> Deskripsi Tugas: Perbarui bagian teks tentang La Galigo yang diawali kata-kata "Ringkasan presentasi pada" dan diakhiri "kadang-‐kadang tiga episode.", lalu tuliskan kembali bagian itu dengan mengganti "karya sastera" menjadi "karya sastra".

> Teks Dokumen:
-=-=-
Sirtjof Koolhof |
ARUNGSEJARAH.COM - La Galigo Sebagai Cermin budaya; Beberapa Catatan (1).
Ringkasan presentasi pada Seminar I La Galigo
Apa sebenarnya La Galigo?
SUREQ Galigo, atau La Galigo, atau Bicaranna Sawérigading bukan karya sastera seperti kita biasa mendefinisikan karya sastera: Tidak ada penulis atau pengarangnya; jalur cerita cukup jelas, namun tidak tetap; perkataan tidak tetap, walau gaya bahasanya sangat konsisten; besar, atau panjangnya, tidak tetap; dan tidak pasti pengarangannya sudah tamat atau belum.
Kita kenal La Galigo kebanyakan dari sejumlah naskah yang masing-‐masing mengandung satu, dua atau kadang-‐kadang tiga episode.
Tidak ada naskah yang memuat cerita dari awal sampai akhir. Bahkan jumlah episode tidak diketahui. Di samping tradisi naskah (yang sebenarnya juga sangat penting aspek kelisanannya, karena dilagukan), ada juga tradisi lisan yang dapat dianggap merupakan bagian dari tradisi La Galigo.
Dan sejak tahun 2004 teater internasional juga menjadi bagian dari tradisi tersebut. Tahun-‐tahun terakhir juga terbit beberapa novel berdasarkan cerita La Galigo, antara lain dikarang oleh Idwar Anwar dan Dul Abdul Rahman. Dan barangkali seminar-‐seminar yang mengambil topik La Galigo dapat dianggap pula bagian baru dari tradisi tersebut.
Daripada dianggap satu karya sastra, mungkin lebih baik kita anggap La Galigo sebagai tradisi atau kumpulan cerita berseri. Tidak terlalu jauh berbeda dari serial TV sinetron di mana cerita juga cukup cair (fluid), tidak pasti panjangnya, dan setiap episode dapat dinikmati tanpa persis mengetahui jalur cerita utama.
Isinya?
La Galigo menceriterakan awal penghunian dunia dan asal-‐usul manusia. Enam generasi pertama manusia yang berasal dari dewata di dunia atas, Boting Langiq, dan dunia bawah, Pérétiwi, jelajahnya di dunia tengah diceritakan. Setelah enam generasi dunia kosong lagi, penghuninya kembali ke dunia atas dan dunia bawah. Generasi-‐generasi Batara Guru, Batara Lattuq, Sawérigading, I La Galigo, La Tenritattaq dan Apung ri Toja masing-‐masing diceritakan kehidupannya di dunia (dan sebagian kecil di dunia atas dan duna bawah). Dari kehidupannya kita khusus mengetahui mengenai kehidupan sosial tokoh-‐tokoh: kelahiran, pendidikan, perkawinan dan perjuangannya. Dan semua cerita itu dibangun atas silsilah tokoh-‐tokoh.
Bagaimana cara transmisinya?
-=-=-
> Cuplikan Data:
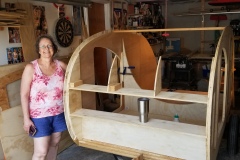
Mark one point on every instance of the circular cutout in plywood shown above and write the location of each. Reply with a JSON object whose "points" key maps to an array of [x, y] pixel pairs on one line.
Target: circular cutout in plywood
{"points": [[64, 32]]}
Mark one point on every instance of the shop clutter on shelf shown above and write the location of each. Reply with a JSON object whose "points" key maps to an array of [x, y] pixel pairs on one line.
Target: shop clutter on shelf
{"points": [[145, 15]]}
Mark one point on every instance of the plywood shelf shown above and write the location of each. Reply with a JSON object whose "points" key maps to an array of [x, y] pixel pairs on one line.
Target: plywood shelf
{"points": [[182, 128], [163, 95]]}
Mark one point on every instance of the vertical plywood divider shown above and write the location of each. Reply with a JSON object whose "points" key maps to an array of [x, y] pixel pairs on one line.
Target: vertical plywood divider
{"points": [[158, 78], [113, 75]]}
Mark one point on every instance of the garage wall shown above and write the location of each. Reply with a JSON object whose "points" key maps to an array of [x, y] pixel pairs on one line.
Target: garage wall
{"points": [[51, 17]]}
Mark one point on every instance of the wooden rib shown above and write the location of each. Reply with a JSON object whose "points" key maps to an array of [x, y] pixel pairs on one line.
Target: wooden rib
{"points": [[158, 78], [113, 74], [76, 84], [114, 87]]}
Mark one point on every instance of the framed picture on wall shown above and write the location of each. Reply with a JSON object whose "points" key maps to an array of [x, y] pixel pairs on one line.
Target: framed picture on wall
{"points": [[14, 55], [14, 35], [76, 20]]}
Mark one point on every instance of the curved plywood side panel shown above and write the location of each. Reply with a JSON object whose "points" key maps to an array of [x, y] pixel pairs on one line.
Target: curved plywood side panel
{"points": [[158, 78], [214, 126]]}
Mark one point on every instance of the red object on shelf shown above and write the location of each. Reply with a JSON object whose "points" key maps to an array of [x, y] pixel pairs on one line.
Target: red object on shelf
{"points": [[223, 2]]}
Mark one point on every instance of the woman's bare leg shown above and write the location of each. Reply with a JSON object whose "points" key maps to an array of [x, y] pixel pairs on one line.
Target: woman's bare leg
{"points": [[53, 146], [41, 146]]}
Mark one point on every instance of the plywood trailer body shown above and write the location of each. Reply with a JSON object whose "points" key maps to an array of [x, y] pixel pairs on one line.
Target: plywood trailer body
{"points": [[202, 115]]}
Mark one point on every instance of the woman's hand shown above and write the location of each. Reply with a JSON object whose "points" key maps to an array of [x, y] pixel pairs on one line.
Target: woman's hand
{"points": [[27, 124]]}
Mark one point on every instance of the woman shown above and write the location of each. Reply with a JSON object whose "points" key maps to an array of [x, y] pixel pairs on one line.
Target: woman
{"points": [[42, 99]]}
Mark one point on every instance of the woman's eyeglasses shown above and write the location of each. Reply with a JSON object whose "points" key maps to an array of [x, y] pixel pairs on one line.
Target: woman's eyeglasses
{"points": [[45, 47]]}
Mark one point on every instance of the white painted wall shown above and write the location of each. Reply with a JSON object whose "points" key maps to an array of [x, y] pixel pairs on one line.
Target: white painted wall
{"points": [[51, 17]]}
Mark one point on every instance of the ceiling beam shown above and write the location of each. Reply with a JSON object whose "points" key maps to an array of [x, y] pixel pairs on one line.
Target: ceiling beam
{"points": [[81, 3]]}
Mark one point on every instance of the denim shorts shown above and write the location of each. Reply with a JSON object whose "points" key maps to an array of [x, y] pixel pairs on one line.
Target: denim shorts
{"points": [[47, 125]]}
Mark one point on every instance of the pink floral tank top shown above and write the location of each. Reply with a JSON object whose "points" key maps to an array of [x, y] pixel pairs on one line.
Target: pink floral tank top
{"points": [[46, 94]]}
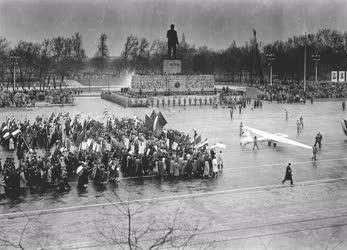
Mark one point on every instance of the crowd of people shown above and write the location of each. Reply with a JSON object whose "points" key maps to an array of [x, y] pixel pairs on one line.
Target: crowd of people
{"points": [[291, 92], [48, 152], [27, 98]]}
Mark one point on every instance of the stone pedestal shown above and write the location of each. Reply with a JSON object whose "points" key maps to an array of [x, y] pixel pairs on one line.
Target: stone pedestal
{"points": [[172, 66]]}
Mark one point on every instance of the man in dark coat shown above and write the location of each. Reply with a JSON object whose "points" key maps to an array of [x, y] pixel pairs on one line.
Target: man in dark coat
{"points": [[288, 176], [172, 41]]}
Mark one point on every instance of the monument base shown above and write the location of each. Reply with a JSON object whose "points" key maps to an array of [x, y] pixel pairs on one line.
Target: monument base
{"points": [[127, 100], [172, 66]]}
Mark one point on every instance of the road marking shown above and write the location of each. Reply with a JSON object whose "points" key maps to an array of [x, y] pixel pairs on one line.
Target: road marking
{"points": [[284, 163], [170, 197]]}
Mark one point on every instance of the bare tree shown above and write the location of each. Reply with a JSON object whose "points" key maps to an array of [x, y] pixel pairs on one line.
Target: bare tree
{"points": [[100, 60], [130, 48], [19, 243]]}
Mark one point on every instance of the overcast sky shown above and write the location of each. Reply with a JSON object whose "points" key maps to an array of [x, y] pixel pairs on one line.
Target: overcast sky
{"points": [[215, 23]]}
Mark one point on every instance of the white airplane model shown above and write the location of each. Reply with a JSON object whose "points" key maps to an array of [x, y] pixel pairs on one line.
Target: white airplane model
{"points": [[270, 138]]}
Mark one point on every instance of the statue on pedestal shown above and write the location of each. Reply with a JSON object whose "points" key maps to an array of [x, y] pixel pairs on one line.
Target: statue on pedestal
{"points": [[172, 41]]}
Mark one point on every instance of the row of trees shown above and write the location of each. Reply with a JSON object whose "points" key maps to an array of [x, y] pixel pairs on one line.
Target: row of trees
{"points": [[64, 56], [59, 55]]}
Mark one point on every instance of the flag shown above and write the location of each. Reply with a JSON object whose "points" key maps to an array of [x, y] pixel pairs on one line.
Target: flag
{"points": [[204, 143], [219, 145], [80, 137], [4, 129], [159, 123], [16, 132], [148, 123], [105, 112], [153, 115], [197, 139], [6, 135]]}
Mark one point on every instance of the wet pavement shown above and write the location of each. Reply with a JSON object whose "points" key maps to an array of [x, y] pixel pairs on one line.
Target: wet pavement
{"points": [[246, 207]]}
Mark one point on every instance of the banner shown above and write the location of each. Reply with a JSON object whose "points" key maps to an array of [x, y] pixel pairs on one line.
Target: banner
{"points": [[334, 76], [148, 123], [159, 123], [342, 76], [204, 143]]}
-=-=-
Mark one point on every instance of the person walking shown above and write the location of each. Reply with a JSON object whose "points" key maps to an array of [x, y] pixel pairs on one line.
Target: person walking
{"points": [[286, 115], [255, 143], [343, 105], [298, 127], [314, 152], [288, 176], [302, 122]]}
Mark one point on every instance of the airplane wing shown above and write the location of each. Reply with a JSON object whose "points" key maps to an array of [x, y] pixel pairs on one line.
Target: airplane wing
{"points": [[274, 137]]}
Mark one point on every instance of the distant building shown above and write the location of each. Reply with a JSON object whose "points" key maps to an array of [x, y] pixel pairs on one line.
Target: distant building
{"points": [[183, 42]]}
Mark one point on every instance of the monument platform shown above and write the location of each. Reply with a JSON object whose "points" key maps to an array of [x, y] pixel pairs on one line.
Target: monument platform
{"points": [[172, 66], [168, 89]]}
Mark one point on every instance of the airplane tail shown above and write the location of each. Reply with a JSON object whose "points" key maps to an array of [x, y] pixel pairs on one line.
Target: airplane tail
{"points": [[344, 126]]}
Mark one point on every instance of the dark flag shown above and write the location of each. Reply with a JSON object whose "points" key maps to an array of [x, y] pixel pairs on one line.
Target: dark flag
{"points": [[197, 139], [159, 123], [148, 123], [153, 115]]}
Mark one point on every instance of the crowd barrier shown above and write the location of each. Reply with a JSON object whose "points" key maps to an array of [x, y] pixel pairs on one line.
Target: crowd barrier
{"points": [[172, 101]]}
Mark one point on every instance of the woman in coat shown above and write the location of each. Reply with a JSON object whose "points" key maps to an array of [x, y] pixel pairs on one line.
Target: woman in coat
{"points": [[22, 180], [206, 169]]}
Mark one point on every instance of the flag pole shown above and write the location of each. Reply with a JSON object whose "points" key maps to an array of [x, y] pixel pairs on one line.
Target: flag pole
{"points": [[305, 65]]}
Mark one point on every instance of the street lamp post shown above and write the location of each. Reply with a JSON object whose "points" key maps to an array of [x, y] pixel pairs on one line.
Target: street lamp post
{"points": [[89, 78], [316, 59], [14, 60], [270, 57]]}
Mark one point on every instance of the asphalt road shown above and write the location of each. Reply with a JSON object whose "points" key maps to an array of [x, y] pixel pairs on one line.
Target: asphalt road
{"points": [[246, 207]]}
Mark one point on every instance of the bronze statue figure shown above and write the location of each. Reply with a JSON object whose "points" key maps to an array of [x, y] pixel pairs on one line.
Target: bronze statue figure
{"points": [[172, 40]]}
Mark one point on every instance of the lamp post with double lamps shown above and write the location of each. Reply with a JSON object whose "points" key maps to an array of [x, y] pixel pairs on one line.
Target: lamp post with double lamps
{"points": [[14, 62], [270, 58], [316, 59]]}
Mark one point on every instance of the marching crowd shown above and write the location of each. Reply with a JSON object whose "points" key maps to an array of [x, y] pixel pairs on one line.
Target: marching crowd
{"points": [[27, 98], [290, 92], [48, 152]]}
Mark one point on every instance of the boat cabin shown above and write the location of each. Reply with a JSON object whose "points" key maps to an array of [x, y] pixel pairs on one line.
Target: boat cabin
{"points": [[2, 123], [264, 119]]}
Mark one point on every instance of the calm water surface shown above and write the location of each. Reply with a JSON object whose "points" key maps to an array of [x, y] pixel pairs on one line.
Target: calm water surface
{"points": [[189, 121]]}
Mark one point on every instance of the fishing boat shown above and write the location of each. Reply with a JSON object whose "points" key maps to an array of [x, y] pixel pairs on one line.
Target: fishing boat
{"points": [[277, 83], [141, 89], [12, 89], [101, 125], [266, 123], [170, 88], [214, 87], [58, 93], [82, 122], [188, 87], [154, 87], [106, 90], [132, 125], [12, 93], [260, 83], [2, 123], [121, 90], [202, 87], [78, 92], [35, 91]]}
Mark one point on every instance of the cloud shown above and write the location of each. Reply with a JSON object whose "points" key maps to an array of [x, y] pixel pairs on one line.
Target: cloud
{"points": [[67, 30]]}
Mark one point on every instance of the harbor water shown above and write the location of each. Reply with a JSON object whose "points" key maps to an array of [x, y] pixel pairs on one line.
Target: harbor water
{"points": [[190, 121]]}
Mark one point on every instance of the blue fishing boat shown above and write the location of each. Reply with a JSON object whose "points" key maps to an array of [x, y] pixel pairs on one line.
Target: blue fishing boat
-=-=-
> Penyelesaian Tugas:
Ringkasan presentasi pada Seminar I La Galigo
Apa sebenarnya La Galigo?
SUREQ Galigo, atau La Galigo, atau Bicaranna Sawérigading bukan karya sastra seperti kita biasa mendefinisikan karya sastra: Tidak ada penulis atau pengarangnya; jalur cerita cukup jelas, namun tidak tetap; perkataan tidak tetap, walau gaya bahasanya sangat konsisten; besar, atau panjangnya, tidak tetap; dan tidak pasti pengarangannya sudah tamat atau belum.
Kita kenal La Galigo kebanyakan dari sejumlah naskah yang masing-‐masing mengandung satu, dua atau kadang-‐kadang tiga episode.